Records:

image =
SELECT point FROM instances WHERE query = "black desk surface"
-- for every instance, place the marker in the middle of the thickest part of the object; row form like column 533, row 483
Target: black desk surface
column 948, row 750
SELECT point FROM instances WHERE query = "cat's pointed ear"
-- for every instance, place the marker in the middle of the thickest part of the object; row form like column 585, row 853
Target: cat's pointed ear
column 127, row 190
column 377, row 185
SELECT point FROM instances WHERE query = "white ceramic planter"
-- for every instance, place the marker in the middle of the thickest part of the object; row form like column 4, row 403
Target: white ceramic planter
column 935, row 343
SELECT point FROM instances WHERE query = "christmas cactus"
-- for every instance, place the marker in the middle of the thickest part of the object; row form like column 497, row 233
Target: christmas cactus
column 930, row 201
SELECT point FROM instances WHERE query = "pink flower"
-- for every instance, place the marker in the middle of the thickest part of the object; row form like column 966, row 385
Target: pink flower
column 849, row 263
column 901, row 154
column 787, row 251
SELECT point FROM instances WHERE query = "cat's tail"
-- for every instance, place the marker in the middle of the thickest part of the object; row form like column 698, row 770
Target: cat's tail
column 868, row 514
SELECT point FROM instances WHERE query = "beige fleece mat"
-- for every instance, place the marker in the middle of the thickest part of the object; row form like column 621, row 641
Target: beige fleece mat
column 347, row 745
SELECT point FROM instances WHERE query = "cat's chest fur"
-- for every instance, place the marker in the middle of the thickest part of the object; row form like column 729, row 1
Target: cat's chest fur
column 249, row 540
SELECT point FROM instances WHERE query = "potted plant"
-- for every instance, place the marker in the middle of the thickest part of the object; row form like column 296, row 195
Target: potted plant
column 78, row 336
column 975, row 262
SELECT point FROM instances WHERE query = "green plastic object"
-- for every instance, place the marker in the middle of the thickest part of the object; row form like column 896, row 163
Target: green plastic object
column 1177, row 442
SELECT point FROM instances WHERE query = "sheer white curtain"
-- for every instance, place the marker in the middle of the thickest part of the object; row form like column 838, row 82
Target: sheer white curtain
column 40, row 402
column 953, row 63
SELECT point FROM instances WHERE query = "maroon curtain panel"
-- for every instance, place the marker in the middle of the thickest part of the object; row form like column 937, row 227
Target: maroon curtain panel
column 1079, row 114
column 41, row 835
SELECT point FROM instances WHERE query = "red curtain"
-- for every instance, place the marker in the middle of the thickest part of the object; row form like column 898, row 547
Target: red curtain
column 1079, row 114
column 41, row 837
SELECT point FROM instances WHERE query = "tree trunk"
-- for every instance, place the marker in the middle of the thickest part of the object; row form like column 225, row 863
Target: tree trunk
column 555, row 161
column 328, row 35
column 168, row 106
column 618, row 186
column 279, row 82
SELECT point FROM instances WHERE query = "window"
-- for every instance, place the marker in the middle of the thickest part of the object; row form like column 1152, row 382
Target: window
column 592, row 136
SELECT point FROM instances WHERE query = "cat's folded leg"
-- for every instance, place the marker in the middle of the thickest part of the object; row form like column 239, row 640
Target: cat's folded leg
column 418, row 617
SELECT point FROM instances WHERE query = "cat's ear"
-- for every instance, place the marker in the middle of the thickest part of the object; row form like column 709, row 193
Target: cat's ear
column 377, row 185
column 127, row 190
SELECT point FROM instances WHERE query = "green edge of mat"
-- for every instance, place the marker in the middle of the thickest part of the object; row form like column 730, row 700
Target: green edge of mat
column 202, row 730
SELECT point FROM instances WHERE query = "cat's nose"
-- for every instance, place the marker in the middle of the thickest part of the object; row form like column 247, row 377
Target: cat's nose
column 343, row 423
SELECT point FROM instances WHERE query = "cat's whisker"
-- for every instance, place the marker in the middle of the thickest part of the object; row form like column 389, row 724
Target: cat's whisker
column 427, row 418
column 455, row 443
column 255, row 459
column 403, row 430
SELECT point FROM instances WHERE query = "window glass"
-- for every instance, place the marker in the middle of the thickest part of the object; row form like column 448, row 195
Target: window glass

Work to be completed -> Edit the records above by changing every occurrence of "thickest part" to "widest part" and leaving all other text as it is.

The solution ->
image =
SELECT point FROM instances WHERE query = "black desk surface"
-- for every instance, place the marker in the middle of the widest part of the object; row form like column 533, row 483
Target: black desk surface
column 948, row 750
SELECT point FROM instances WHERE query = "cat's pointed ear"
-- for every instance, place the marker in the middle of the widest part of the object; row form like column 585, row 853
Target: cat's pointed ear
column 127, row 190
column 377, row 185
SELECT point FROM instances WHERE query = "white ceramic planter"
-- for every instance, place the marker in the middle of the widest part of the object; row form like column 4, row 403
Target: white ceramic planter
column 935, row 343
SELECT point FROM instances WHERE query = "christmas cactus"
-- for every instance, place the marker in the middle of the widest part of the object; row form like column 497, row 233
Target: christmas cactus
column 930, row 201
SELECT point FROM instances WHERE query = "pink flower"
-- for every instance, place the marker in the middle of the widest part of the object; row form like column 966, row 385
Target: pink flower
column 849, row 263
column 901, row 154
column 787, row 251
SELECT point FROM instances WHERE query = "cat's tail"
-- for every instance, place the marker in the middle of the widest part of the object; row form like column 698, row 770
Target: cat's tail
column 868, row 514
SELECT point FROM instances WHERE query = "beige fleece mat"
-- for every instance, place the marker in the middle of the widest part of the object; row form like column 621, row 641
Target: beige fleece mat
column 347, row 745
SELECT point FROM instances WHERE query = "cat's chest fur"
-- for every instance, place the marker in the middle of the widest part of the object; row form like column 729, row 1
Target: cat's chest fur
column 249, row 540
SELECT point FROM instances WHERE query = "potted plant"
-- for every instance, place the marker in the middle of the widest part of the object; row form like column 296, row 195
Target: potted plant
column 78, row 336
column 975, row 262
SELECT point FROM instances WHERE query = "green plastic object"
-- for every instance, place the marker in the middle of the widest part of the object; row form like column 896, row 163
Target: green plastic object
column 1177, row 442
SELECT point FROM instances WHERE query = "sheer white curtain"
-- for every instance, place the marker in the middle of the widest part of the object; row form like column 838, row 82
Target: sheer white curtain
column 40, row 402
column 953, row 63
SELECT point FROM instances WHERE query = "maroon curtain panel"
-- for every instance, place the marker in the middle of the widest part of the object; row form like column 937, row 227
Target: maroon curtain panel
column 1079, row 114
column 41, row 835
SELECT point FROM instances WHERE query = "red curtain"
-- for every instance, place the marker in the middle of the widest part of the object; row form like column 898, row 547
Target: red curtain
column 1079, row 114
column 41, row 837
SELECT point FROM instances WHERE query = "tree trunk"
-- for every instance, place the marker in the middle of the widest part of the object; row form like column 225, row 863
Target: tree trunk
column 555, row 161
column 328, row 35
column 168, row 106
column 618, row 186
column 279, row 82
SELECT point FROM instances WHERE query = "window"
-- for every instance, place the marker in the middle of the widest part of the object; row form like column 1152, row 382
Target: window
column 592, row 136
SELECT point FROM instances WHERE query = "cat's folded leg"
-- for every instance, place the marker in the middle of the widest part of the object; row form like column 239, row 640
Target: cat's folded leg
column 418, row 617
SELECT point FROM instances WHERE query = "cat's ear"
-- for every instance, place the marker in the middle of the widest part of the object; row form like column 709, row 193
Target: cat's ear
column 377, row 185
column 127, row 190
SELECT point FROM instances WHERE query = "green edge of mat"
-- for every instance, place the marker in the middle of the widest part of the object; row form like column 730, row 700
Target: green edge of mat
column 202, row 730
SELECT point FROM instances WHERE query = "cat's nose"
-- for every instance, place the marker in the middle of the widest part of the object; row form like column 247, row 377
Target: cat's nose
column 343, row 423
SELECT point FROM instances WHERE query = "cat's whisker"
-- for every instance, place the marker in the middle of the widest part of the object; row form like column 389, row 724
Target: cat's whisker
column 427, row 418
column 455, row 443
column 255, row 459
column 403, row 430
SELECT point FROM instances WHERE query = "window glass"
-- for every instance, place the marker in the middle of the widest part of the object; row form like column 448, row 195
Target: window glass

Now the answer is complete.